Report each line of the entries below that contains the string "boot".

☆ ☆ ☆

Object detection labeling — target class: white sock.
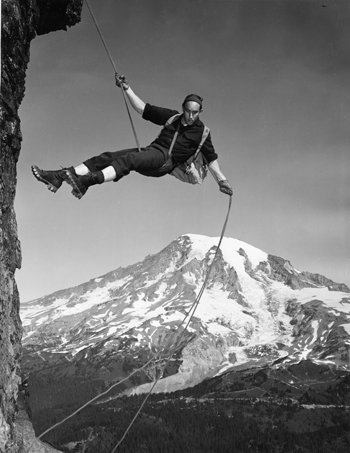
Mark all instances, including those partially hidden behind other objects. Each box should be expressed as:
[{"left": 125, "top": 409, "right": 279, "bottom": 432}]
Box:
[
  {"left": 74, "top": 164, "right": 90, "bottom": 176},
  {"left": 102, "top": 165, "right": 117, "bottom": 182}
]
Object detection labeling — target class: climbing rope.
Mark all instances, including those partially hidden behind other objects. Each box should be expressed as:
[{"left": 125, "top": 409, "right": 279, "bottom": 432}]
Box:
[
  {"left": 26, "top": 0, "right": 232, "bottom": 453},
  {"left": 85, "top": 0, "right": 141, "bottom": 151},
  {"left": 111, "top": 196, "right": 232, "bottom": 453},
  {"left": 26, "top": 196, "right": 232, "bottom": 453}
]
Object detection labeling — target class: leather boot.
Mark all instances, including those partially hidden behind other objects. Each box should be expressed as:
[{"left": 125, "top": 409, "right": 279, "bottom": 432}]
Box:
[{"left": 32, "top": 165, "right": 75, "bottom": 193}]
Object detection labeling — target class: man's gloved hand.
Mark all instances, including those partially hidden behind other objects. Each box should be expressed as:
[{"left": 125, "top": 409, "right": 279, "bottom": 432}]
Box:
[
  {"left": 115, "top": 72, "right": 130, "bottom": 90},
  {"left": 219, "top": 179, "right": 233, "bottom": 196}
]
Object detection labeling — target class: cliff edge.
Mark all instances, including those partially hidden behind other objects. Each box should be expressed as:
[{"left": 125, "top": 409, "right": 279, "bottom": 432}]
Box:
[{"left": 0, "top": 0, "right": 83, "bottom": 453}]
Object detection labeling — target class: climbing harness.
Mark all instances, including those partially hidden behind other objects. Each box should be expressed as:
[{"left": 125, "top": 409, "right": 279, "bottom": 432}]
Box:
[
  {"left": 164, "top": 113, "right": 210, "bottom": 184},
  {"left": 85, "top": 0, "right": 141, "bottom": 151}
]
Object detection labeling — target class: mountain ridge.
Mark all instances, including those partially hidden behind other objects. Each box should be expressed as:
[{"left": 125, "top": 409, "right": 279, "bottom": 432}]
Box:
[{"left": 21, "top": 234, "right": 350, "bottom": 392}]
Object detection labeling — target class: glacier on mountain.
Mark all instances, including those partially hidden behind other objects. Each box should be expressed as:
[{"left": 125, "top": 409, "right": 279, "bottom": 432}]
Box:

☆ ☆ ☆

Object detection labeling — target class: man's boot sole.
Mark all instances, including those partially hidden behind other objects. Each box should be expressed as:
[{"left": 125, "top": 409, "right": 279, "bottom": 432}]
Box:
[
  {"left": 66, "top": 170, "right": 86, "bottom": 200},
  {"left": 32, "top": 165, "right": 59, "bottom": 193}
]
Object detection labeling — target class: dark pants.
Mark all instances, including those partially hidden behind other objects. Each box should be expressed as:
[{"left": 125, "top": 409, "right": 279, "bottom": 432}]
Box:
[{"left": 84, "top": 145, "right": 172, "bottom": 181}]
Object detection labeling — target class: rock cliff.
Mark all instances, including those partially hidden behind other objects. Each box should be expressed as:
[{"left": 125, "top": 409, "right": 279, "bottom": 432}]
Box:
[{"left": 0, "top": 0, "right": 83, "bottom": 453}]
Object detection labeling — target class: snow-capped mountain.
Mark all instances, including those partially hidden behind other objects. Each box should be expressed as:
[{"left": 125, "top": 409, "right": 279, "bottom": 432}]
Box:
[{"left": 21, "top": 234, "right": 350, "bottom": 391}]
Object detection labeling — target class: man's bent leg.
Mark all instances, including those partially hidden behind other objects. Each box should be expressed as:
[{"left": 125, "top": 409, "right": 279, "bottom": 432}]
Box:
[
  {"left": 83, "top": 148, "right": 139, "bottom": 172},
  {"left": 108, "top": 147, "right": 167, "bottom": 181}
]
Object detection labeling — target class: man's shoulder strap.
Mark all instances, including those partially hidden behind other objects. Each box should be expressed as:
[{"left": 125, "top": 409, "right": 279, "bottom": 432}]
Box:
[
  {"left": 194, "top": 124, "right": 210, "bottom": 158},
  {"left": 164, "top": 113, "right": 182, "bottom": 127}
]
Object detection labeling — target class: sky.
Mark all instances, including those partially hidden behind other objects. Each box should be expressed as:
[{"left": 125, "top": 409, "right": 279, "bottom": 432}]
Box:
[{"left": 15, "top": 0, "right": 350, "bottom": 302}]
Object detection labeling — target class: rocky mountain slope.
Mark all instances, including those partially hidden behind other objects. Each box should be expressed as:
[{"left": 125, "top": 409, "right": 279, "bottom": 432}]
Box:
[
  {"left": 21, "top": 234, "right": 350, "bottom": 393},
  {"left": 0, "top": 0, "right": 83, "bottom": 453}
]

☆ ☆ ☆

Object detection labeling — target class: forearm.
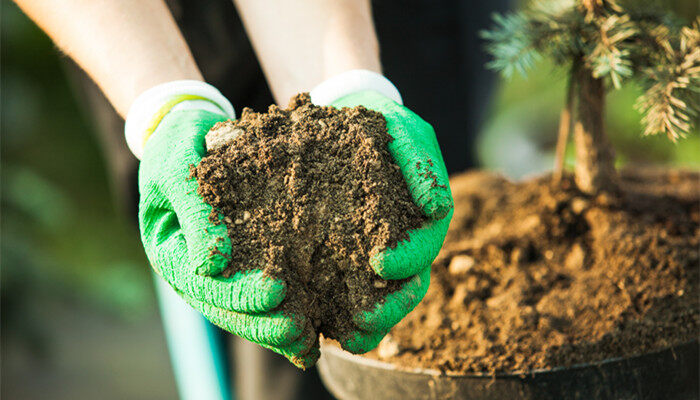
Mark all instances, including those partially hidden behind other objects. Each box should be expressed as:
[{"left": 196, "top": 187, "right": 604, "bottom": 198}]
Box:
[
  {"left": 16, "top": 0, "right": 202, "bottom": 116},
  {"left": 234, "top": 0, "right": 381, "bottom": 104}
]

☆ ☆ ☆

*SOLUTION TO THIS EXERCISE:*
Object detection labeling — target class: leather boot.
Object detection labeling — target class: man's boot sole.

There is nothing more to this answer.